Short task: Place every line below, from the one containing "Exercise. Indicate the white pillow" down through the one containing "x=539, y=694", both included, into a JSON list of strings with one string per line and blank lines omitted. Include no other rows.

--- begin ---

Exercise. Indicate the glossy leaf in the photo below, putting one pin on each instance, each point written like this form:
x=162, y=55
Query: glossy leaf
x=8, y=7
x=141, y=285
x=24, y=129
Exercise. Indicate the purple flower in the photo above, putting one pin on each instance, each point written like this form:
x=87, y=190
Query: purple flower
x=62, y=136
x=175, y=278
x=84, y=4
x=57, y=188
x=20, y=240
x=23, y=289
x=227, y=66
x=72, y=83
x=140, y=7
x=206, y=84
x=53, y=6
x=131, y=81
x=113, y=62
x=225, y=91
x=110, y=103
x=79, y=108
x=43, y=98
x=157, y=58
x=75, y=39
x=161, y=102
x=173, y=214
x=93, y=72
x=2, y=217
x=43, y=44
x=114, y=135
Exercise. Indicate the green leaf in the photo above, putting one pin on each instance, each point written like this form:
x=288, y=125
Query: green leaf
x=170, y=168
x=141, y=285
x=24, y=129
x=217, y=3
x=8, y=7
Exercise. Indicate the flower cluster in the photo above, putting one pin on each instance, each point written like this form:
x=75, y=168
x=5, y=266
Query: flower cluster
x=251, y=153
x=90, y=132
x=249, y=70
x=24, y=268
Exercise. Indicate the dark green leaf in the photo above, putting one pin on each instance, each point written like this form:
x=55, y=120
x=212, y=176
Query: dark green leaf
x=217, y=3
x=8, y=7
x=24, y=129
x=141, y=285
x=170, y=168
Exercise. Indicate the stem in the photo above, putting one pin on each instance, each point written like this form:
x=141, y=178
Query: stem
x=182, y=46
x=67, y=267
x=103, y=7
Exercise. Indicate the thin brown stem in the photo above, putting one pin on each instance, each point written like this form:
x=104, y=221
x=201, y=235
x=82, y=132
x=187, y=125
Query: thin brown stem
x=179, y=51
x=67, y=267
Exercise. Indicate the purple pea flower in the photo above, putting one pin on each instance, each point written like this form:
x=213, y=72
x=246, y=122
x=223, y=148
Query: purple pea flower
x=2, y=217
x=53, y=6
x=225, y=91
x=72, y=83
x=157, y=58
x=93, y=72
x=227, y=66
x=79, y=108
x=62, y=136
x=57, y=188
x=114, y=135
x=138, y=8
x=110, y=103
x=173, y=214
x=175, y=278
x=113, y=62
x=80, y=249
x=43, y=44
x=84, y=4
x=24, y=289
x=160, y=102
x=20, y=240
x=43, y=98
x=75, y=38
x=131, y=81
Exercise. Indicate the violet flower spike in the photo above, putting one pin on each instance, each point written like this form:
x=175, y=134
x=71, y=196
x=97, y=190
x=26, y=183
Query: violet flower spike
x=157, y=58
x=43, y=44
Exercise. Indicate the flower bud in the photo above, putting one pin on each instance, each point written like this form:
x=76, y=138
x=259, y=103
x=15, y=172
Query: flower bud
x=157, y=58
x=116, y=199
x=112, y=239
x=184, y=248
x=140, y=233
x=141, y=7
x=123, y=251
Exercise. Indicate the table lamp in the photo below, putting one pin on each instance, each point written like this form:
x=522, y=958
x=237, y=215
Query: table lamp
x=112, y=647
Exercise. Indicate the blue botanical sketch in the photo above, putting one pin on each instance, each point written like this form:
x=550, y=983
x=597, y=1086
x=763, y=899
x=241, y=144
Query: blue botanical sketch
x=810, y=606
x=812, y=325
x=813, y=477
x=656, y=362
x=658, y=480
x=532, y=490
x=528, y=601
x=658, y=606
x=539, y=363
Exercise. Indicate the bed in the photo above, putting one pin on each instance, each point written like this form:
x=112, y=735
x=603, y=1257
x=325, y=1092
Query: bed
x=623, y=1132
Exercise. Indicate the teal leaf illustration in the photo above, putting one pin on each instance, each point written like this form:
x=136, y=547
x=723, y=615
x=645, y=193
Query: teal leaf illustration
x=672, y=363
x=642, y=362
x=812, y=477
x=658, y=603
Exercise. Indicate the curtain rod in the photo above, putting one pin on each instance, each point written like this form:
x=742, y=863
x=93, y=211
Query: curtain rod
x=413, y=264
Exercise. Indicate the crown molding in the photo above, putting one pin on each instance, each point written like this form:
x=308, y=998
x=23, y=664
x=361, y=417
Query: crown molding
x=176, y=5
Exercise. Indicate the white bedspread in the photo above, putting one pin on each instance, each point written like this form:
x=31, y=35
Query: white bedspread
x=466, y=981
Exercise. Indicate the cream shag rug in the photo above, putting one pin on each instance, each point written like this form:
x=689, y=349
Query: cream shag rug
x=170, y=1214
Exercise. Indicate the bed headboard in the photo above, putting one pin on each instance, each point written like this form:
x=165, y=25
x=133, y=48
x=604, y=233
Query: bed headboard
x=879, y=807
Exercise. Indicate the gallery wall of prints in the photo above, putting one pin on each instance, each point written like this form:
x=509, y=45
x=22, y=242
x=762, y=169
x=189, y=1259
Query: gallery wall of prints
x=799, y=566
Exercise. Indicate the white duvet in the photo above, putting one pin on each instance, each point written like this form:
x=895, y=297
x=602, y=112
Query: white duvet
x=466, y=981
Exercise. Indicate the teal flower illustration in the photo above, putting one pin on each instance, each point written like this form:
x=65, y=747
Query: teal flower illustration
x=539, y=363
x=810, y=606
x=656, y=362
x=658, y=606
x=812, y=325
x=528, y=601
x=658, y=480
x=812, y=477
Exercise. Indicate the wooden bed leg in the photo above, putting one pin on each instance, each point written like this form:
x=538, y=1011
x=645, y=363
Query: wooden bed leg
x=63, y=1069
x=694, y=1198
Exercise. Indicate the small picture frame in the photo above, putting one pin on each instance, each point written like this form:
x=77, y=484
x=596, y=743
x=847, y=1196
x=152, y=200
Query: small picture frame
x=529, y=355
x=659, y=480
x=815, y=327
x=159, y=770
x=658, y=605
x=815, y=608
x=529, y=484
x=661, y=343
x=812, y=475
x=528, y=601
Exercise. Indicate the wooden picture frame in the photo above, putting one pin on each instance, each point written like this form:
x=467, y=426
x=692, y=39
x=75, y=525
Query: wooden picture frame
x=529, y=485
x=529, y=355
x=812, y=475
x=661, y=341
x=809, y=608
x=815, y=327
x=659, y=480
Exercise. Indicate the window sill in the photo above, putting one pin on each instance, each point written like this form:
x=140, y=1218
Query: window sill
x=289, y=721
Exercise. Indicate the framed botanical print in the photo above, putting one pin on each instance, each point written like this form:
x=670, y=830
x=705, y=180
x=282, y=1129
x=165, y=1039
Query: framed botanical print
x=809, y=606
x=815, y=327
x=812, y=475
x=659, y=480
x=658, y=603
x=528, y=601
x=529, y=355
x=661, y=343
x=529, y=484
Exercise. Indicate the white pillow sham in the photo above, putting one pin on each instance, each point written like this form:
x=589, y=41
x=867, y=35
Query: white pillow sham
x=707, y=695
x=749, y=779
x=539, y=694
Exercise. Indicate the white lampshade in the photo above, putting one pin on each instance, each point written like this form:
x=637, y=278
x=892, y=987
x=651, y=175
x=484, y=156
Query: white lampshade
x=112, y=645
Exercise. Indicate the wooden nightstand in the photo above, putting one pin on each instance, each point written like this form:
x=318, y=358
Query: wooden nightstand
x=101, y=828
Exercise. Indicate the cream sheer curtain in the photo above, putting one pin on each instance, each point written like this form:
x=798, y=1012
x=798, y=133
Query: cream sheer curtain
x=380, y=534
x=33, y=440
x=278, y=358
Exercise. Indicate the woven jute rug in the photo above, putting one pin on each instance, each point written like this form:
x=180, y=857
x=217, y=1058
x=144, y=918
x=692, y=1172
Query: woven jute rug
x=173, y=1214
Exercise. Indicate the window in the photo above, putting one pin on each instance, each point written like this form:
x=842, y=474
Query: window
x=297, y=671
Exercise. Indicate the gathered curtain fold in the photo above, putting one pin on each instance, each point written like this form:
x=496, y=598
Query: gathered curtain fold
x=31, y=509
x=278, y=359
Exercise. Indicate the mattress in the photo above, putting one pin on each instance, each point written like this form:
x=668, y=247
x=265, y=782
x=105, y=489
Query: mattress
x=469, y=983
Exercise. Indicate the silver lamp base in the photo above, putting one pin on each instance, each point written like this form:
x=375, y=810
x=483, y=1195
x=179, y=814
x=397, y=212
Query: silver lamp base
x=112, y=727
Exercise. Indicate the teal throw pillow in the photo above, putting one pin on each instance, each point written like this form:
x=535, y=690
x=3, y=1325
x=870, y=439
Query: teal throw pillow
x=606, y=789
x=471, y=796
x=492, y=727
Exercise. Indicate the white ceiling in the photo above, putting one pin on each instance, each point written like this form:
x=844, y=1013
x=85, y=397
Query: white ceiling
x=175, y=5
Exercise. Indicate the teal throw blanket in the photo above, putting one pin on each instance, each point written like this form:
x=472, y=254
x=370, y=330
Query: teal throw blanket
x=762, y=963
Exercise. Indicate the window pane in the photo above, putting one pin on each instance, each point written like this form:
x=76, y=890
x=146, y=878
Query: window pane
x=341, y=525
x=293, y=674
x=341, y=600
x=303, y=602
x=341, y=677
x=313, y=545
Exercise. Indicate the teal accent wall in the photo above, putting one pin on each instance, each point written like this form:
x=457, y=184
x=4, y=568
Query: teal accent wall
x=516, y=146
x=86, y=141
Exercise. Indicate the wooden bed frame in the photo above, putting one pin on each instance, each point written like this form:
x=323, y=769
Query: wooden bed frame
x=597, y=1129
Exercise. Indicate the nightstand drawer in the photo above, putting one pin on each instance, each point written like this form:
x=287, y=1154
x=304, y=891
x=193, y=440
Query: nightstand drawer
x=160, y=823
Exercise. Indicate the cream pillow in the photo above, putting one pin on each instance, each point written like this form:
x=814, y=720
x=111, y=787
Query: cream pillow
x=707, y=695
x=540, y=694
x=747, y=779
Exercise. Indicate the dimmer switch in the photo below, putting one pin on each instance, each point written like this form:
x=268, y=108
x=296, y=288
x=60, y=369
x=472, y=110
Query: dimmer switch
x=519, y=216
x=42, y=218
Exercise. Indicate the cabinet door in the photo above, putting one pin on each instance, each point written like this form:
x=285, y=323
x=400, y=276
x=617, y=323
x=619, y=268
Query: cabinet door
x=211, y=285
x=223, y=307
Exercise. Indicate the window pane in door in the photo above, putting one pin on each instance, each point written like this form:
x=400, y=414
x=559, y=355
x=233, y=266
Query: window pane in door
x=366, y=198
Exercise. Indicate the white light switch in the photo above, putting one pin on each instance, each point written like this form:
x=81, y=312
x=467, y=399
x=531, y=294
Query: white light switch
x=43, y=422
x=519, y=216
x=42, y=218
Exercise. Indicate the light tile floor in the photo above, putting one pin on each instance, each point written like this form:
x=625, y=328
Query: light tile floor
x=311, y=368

--- end ---

Exercise response:
[
  "Exercise. Indicate the white pillow sham in the photo above, putting one pin on each instance, each point written like this form:",
  "x=589, y=41",
  "x=867, y=35",
  "Query: white pillow sham",
  "x=707, y=695",
  "x=749, y=779",
  "x=539, y=694"
]